Estratto del testo:
Molte di noi che abbiamo assistito a questo ciclo siamo cresciute ascoltando le grandi canzoni dei maestri Quintero, León e Quiroga: A la lima y el limón, Tatuaje, La Lirio, Francisco Alegre, La niña de fuego, Ay pena, penita, pena, Y sin embargo te quiero, No me quieras tanto, Romance de valentía, La zarzamora, Romance de la Reina Mercedes, Limosna de amores, Capote de grana y oro, La Salvaora, Ojos Verdes, Amante de abril y mayo e la lista potrebbe continuare. Molte le abbiamo sentite cantate dalle grandi Lola Flores, Juanita Reina, Marifé de Triana, Rocío Jurado o Isabel Pantoja e continuiamo ad apprezzare queste parole che ormai fanno parte dell'immaginario colletivo con cantanti del calibro di Miguel Poveda.
Da queste canzoni abbiamo tratto grandi lezioni di vita che dopo abbiamo dovuto distruggere nel percorso di amore per noi stesse. Una delle cose che abbiamo dovuto disimparare è la paura che la nostra vita sessuale ci trasformi in qualcuno senza nome: “Yo no soy aquella / Quest'oscuro garofano/ Che va di angolo in angolo/ Girando indietro la testa./ Mi chiamano Carmen,/ O Lolilla o Pilar;/ Con il modo in cui vogliano chiamarmi/ Mi devo conformare./ Sono colei che non ha nome,/ Colei che non interessa a nessuno,/ La perdizione degli uomini,/ Colei che mente quando bacia./ Già...lo sa... Io sono... quella...”
Nella decostruzione non siamo state da sole, ovviamente. Mari Trini, ad esempio, ci ha insegnato ad essere ribelli con: “Yo no soy ésa / Che tu credi/ Una signorina tranquilla e semplice/ Che un giorno lasci/ E sempre perdona/ Quella ragazzina si..no../ Quella non sono io/ Io non sono colei/ Che tu credevi/ La colomba bianca/ Che danza con l'acqua/ Che ride per nulla/ Dicendo di si a tutto/ Quella ragazzina si..no../ Quella non sono io”
“Yo no soy ésa” è stato un ciclo composto da 12 film realizzate da 12 donne che ci presentano altre donne con una grande capacità creativa, che mettono in dubbio il proprio ruolo di genere, che vivono la propria sessualità o si disperano per essa o che sono madri come la sfinge di Tebas. Donne trasgressive che non vogliono i busti stretti che la società impone loro.
Il ciclo ha ripercorso quasi sei decenni di cinema e si articolaba in otto sessioni tematiche-Parliamo di Sesso, Riot Grrrls, Era Felice nel suo Matrimonio, di Madre ce n'è Una, Più Cattiva di un Dolore, Questione di Genere, Girl-Friends o Cosa non ci Rappresentano.

Righe del dataset:
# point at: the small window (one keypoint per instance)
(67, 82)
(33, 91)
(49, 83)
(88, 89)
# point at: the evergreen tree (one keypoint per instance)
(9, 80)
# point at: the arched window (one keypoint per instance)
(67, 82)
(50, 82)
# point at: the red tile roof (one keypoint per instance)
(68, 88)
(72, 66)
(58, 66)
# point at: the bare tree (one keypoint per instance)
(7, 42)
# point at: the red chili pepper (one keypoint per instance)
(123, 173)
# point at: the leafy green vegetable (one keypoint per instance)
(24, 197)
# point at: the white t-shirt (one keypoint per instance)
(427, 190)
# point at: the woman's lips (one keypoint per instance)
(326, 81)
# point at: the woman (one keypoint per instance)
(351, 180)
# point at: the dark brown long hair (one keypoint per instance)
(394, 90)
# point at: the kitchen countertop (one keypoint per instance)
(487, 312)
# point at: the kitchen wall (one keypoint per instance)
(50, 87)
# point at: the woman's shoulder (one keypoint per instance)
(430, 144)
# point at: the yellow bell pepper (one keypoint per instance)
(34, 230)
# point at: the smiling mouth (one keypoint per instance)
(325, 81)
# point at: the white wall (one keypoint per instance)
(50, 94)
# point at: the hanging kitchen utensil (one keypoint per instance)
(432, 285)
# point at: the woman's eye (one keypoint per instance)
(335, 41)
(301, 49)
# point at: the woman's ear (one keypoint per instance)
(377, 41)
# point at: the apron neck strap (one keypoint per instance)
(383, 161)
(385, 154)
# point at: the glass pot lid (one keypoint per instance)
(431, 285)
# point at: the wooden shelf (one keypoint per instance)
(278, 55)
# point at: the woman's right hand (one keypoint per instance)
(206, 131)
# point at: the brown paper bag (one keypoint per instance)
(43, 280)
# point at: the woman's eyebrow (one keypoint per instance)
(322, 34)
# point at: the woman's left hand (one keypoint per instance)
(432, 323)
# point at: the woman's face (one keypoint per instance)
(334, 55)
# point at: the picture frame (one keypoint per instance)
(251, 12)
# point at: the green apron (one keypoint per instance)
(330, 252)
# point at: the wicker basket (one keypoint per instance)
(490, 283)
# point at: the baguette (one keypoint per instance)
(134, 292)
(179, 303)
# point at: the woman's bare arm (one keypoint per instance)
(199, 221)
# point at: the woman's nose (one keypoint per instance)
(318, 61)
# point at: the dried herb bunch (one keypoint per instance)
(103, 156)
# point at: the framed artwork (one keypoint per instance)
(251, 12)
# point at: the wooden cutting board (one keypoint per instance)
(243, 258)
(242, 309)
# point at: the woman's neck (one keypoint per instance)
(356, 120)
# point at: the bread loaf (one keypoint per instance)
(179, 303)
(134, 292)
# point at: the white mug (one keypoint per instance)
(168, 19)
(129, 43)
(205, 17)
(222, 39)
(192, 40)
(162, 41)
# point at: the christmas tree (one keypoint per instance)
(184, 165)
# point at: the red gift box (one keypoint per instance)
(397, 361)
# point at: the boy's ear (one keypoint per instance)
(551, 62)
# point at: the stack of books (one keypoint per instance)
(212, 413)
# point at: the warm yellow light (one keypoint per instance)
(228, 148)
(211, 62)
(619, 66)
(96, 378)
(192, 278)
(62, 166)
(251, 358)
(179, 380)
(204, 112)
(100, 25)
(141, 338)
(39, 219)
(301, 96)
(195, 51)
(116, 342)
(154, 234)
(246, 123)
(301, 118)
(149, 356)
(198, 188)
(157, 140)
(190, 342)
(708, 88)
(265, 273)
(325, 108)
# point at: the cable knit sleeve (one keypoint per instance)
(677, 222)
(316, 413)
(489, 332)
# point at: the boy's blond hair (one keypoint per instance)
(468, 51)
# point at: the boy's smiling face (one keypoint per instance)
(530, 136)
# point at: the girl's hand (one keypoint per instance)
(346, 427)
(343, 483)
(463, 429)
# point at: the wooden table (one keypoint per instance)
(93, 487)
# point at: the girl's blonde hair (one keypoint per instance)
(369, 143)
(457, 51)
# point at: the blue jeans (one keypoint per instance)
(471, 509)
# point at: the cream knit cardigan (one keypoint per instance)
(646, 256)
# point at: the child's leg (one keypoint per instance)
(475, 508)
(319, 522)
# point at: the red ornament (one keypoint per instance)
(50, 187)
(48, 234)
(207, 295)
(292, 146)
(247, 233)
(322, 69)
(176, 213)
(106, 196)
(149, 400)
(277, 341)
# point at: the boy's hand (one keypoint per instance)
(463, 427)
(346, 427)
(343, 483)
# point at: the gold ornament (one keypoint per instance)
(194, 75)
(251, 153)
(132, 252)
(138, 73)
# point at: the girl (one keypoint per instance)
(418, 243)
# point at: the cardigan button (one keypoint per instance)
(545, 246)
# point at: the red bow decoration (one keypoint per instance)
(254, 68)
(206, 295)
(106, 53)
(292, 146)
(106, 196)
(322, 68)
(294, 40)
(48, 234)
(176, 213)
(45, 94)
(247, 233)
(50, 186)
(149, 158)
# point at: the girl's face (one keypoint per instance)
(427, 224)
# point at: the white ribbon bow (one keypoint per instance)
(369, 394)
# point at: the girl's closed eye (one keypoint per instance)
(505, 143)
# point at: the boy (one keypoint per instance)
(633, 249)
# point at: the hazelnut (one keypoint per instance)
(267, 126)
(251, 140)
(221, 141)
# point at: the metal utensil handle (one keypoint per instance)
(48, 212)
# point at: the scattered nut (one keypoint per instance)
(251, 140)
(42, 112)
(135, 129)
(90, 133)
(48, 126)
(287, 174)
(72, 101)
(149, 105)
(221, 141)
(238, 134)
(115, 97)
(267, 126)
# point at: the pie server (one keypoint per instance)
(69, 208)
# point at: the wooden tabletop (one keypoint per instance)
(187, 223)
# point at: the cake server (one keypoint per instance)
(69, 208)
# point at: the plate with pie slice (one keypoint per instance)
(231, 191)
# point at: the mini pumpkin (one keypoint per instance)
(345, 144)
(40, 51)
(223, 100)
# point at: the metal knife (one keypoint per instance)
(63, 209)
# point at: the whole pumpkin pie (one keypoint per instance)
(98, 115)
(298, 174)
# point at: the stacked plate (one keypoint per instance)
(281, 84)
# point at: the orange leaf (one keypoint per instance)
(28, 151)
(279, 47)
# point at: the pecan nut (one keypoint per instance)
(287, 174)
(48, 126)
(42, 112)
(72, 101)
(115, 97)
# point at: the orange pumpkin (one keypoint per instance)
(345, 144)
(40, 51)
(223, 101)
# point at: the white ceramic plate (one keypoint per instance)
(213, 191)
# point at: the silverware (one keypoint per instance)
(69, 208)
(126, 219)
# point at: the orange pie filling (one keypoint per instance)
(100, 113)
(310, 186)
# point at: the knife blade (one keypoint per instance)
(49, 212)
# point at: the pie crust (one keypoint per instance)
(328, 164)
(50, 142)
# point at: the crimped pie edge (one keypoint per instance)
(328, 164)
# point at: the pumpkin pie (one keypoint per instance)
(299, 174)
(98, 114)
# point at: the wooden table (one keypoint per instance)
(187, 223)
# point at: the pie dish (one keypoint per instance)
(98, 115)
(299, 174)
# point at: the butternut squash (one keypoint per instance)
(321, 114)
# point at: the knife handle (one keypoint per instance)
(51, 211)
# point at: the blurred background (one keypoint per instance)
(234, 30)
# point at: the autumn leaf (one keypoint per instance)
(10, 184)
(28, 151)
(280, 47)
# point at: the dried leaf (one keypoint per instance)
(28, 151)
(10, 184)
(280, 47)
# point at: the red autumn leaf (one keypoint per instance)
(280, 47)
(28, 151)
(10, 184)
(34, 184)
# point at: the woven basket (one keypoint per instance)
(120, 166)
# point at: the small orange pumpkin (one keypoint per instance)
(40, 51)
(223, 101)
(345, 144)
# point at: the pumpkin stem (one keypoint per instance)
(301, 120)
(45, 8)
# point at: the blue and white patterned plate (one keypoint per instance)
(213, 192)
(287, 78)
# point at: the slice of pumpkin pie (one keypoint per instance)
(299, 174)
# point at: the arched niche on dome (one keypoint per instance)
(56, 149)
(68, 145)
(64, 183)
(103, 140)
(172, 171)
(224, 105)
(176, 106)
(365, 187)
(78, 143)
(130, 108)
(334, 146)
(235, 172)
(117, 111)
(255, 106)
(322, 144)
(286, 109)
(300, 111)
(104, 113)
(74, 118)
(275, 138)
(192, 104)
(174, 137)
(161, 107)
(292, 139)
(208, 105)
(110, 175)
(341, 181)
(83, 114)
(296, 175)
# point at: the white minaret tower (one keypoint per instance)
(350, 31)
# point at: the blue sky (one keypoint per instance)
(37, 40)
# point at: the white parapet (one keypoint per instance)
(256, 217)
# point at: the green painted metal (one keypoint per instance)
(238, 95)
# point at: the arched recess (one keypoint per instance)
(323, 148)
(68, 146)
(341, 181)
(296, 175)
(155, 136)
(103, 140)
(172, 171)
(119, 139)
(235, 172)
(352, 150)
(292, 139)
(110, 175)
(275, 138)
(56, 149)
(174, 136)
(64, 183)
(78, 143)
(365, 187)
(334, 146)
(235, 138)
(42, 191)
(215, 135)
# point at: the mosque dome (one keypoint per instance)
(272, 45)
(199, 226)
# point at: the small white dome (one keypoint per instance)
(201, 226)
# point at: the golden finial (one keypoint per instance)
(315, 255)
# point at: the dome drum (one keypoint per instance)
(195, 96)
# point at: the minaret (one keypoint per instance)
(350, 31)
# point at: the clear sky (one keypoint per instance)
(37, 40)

Da svolgere:
a) Secondo il testo sul ciclo cinematografico, in quante sessioni tematiche si articolava il ciclo?
b) Prosegui il testo sul ciclo cinematografico dal punto in cui si ferma.
Le righe non hanno nulla a che vedere con il testo sul ciclo cinematografico.

Risultati dell'esercizio:
a) Il ciclo si articolava in otto sessioni tematiche.

b)
Sedmikrásky (1966) - Věra Chytilová
Questo film (in spagnolo, Las Margaritas) è considerato uno dei film più importanti all'interno della Nuova Onda Cecoslovacca e, tuttavia, è stata censurata per molti anni. Sedmikrásky è una storia fatta con ritagli di storie in cui due ragazze sfidano il sistema e si fanno portavoci della propria rilassatezza morale in un modo corrotto. Malgrado il successo del film, la censura cecoslovacca obbligò la regista Věra Chytilová, a presentare parte della sua successiva produzione sotto il nome del marito. Il suo ruolo di rinnovatrice del cinema europeo è indiscutibile, anche se le circostanze politiche che contornano la sua produzione lo offuscano. Sedmikrásky è una sfida continua allo spettatore, una continua messa in discussione morale e un continuo ripensare su ciò che ci si aspetta e su ciò che sono queste due ragazze che amano la vita e il piacere sopra ogni altra cosa.
Riddles of the Sphinx (1977) – Laura Mulvey
Questo è un film manifesto con cui Laura Mulvey ha voluto plasmare in un film le sue idee sul cinema. Con una struttura a specchio e lo stratagemma della panoramica circolare, la Mulvey ci parla di quello che per lei significa essere madre, in una costante metafora con la sfinge di Tebas come mezzo. Indubbiamente una delle pellicole femministe per eccellenza che non poteva mancare in un ciclo cinematografico come questo.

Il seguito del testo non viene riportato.